*Task set*
a - In the passage on LLMs and agency, what objective drives the gradient updates through which LLM base models learn?
b - Summarize the passage on LLMs and agency in three sentences.
c - In the passage on LLMs and agency, retype the stretch of text that starts with the words "Large language models" and runs through "without these extensions.".

*Quoted passage*
┏━━

For decades, the prevailing assumption has been that highly capable AI systems will be highly capable agents. These agents, similar to humans, have been envisioned as having a persistent existence, acting with persistent goals, learning from their actions, and potentially seeking power with catastrophic consequences. To avoid anthropomorphism, researchers have often worked with an abstract rational-agent model — but this was developed as an idealized model of human behavior. 

Large language models (LLMs) show that these assumptions are outdated. High-level intelligence has emerged without agent-like learning and in systems that have no inherent goals. While baseline LLMs can simulate and act as agents, these simulated agents are typically transient and lack memory beyond tokens in an episodic context window. By default, they do not learn from experience, and can behave in accord with motivations that are derived from narratives,[3] not rooted in rational interests.

These limitations can readily be broken by extending systems with long-term memory, yet baseline LLMs offer intelligent resources even without these extensions.

LLMs are not the AIs we were looking for, yet they are currently the best approximation of AGI. It is important to take a fresh look the concept of AGI, as LLMs widen the scope of possibilities, both actually and conceptually, and some of those possibilities can contribute to safety. The following two sections will examine considerations that lean towards safety and those that point to potential dangers.

2. The absence of intrinsic agency in LLMs

LLM base models learn in a non-agentic way, not by observing the outcomes of their own goal-directed actions, but through gradient updates driven by a myopic objective: predicting the next token in a given sequence. Crucially, this objective does not create an optimization gradient that “cares about” anything, not even the content of the token sequence. Optimization maximizes the probability of successful prediction, conditioned on each token's identity, without any “preference” for easy or difficult-to-predict inputs. Because the models themselves have no preference for different states of the world, any claims that intelligence entails goals or agency have been falsified.[4]

Naturally, LLMs possess indirect, irreducible agentic “preferences” due to Darwinian principles: systems of kinds that produce appealing results will encourage people to propagate the system (or something analogous to its “genetic patterns”) into the future. This creates an irreducible evolutionary incentive for systems to affect the world, even without intent or planning. The potential consequences of selection for appealing behavior can be harmful in ways that should be familiar to this audience.[5]

As generative models, LLMs model the generative process underlying the sequence of tokens they predict, and that generative process is human cognition. However, they don't model the cognition of a specific individual in a particular situation or with a distinct purpose. Instead, LLMs model the cognitive processes that drive writing by humans of diverse professions, purposes, cultures, moods, education levels, and linguistic communities. LLMs trained on large corpora even learn to model the outputs of Python interpreters and Linux terminals.

┗━━

*Dataset content*
┏━━

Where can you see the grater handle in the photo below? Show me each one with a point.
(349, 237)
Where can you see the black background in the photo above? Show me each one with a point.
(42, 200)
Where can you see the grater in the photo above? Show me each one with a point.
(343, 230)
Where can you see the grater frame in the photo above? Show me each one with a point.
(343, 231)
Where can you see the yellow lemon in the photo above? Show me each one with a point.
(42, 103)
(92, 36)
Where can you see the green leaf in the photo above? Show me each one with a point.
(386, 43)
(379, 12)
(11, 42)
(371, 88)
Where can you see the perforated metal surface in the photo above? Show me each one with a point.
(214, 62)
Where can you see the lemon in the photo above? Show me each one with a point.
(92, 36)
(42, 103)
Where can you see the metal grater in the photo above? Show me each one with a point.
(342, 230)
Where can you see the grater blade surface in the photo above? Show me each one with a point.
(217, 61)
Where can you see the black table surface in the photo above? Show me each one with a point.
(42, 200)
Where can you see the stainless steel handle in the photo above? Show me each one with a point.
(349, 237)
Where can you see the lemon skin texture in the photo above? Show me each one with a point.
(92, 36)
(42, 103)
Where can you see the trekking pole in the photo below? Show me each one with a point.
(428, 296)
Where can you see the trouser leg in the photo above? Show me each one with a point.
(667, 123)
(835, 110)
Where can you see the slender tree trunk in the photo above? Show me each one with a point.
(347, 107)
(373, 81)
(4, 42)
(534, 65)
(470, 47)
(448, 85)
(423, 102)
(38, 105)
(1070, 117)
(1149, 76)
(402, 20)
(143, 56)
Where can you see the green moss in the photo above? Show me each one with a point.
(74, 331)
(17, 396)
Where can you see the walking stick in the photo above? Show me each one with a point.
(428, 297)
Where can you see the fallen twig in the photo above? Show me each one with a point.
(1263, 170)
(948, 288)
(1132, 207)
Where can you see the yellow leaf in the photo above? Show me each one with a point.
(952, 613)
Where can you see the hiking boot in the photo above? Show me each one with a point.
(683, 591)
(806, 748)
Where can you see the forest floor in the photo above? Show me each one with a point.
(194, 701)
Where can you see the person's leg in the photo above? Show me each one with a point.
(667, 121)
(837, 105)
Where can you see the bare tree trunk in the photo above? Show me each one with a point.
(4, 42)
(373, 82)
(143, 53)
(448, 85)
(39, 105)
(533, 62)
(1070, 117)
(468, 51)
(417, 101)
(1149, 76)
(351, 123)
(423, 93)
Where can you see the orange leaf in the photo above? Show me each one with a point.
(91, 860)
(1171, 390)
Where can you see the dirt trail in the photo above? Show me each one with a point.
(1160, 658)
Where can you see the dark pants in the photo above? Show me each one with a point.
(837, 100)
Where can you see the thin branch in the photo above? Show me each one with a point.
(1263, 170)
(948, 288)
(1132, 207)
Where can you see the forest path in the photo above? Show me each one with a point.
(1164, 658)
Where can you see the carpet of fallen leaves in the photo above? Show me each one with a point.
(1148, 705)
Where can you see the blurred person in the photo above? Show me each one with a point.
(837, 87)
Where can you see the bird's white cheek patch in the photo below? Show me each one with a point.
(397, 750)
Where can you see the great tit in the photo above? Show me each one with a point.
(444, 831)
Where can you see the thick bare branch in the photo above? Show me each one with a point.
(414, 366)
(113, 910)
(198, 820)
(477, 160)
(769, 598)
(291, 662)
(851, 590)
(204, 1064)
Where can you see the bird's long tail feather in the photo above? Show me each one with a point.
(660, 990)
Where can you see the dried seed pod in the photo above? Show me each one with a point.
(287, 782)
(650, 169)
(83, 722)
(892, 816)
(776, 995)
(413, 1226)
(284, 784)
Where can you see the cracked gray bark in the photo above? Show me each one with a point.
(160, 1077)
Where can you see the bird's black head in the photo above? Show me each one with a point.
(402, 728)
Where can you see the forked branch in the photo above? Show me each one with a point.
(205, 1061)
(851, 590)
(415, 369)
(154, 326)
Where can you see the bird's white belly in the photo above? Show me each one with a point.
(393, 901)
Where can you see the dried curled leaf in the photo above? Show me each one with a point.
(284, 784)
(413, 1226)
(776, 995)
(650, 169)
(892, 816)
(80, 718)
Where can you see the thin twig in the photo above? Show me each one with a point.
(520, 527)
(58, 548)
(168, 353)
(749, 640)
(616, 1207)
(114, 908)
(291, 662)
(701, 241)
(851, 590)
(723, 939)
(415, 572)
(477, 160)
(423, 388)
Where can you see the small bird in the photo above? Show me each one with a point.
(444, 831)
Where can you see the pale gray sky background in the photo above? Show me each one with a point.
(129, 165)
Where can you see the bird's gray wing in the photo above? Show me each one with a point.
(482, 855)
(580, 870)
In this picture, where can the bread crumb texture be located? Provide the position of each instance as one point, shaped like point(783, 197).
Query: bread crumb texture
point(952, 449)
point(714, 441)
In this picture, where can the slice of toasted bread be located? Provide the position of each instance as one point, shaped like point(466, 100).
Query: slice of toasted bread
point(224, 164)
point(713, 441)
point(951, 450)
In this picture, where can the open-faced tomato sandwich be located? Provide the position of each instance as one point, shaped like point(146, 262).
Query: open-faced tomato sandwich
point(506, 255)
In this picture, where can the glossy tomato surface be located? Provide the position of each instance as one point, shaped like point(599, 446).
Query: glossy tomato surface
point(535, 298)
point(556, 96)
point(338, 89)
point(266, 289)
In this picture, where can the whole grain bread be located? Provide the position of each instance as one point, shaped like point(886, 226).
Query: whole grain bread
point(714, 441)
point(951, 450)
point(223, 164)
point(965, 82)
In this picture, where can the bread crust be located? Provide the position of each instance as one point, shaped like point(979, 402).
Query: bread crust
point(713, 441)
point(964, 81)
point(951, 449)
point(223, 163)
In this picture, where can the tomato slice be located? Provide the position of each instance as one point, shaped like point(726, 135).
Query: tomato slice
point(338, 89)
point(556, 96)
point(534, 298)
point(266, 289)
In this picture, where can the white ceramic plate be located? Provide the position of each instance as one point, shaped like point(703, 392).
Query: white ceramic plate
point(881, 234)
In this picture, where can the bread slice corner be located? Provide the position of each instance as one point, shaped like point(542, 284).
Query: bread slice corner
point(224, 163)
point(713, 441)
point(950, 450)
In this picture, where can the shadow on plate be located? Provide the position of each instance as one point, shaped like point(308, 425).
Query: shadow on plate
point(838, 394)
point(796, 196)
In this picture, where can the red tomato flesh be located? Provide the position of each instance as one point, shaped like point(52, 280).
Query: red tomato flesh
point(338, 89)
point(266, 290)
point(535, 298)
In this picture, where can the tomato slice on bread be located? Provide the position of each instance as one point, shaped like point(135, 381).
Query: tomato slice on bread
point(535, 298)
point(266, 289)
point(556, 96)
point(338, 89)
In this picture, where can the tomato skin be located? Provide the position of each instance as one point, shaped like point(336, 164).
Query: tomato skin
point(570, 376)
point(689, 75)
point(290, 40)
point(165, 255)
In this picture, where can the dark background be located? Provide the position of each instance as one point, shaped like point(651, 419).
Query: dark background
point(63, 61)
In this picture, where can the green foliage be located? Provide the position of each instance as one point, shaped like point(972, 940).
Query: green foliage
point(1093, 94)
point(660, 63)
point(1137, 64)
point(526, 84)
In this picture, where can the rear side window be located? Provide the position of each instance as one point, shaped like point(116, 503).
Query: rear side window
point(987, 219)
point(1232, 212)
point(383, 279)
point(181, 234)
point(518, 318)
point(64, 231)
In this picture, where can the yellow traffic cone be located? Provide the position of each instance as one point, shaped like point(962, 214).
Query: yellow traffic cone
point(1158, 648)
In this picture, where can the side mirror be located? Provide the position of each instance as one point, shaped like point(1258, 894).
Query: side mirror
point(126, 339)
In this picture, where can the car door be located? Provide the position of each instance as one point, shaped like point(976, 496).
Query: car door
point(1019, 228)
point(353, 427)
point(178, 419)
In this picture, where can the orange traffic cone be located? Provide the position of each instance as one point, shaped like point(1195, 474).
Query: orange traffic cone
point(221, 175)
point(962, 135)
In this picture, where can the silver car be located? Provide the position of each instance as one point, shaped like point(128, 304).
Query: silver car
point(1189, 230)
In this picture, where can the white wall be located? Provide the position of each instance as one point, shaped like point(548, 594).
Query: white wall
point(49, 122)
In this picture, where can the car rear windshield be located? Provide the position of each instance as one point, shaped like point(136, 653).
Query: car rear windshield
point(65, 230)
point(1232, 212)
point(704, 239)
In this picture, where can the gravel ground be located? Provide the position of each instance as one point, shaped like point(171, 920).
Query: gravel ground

┗━━

*Solution list*
a - Predicting the next token in a given sequence.

b - Large language models show that the long-held assumption that highly capable AI systems will be persistent, goal-driven agents is outdated, since high-level intelligence has emerged in systems without agent-like learning or inherent goals. LLM base models learn non-agentically by predicting the next token, an objective that gives them no preference for different states of the world. However, selection for appealing results creates an indirect evolutionary incentive for them to affect the world, and they model the cognition of many kinds of human writers rather than any one individual.

c -
Large language models (LLMs) show that these assumptions are outdated. High-level intelligence has emerged without agent-like learning and in systems that have no inherent goals. While baseline LLMs can simulate and act as agents, these simulated agents are typically transient and lack memory beyond tokens in an episodic context window. By default, they do not learn from experience, and can behave in accord with motivations that are derived from narratives,[3] not rooted in rational interests.

These limitations can readily be broken by extending systems with long-term memory, yet baseline LLMs offer intelligent resources even without these extensions.